**Short problem**
Please output every line of the material as it stands, without the pictures.

**Input records**
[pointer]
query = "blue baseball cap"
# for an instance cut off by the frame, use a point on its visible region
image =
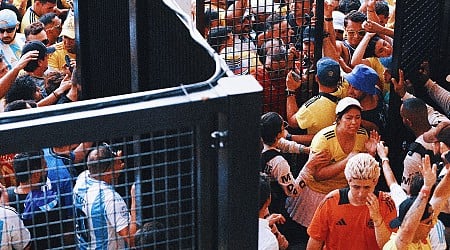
(8, 19)
(328, 72)
(363, 78)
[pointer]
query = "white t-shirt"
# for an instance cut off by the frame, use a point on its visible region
(101, 211)
(266, 239)
(14, 235)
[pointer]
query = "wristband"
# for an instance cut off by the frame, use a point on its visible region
(379, 224)
(289, 137)
(290, 92)
(425, 192)
(301, 148)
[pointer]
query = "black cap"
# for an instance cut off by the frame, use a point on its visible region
(39, 46)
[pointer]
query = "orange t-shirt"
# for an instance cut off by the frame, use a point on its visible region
(344, 226)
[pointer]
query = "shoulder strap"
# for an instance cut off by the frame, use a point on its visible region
(420, 149)
(329, 96)
(267, 156)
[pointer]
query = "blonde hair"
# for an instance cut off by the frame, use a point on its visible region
(362, 166)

**Exercise output**
[pointer]
query = "blue baseball cap"
# for an instance cut off by the frame, use a point on its visible region
image =
(8, 19)
(328, 72)
(363, 78)
[pointer]
query = "white t-shirt"
# for an instance cut off by the frame, use a point on its visible region
(101, 211)
(266, 239)
(14, 235)
[pointer]
query = "wristband"
# for an instance cut off by the frame, use a point on its visible region
(379, 224)
(289, 137)
(290, 92)
(425, 192)
(301, 148)
[pointer]
query = "black cap"
# for an instance cut off by the frame, use a point on its visible region
(39, 46)
[pointer]
query = "orange t-shirt"
# for an instance cut off by the frame, use a point on its visible region
(344, 226)
[pointer]
query = "shoulder strap"
# for an instance cut off by the frame, use a point on its visible region
(420, 149)
(329, 96)
(267, 156)
[pointer]
query = "blonde hair"
# for an instance cut off by the frame, use a point on its visible region
(362, 166)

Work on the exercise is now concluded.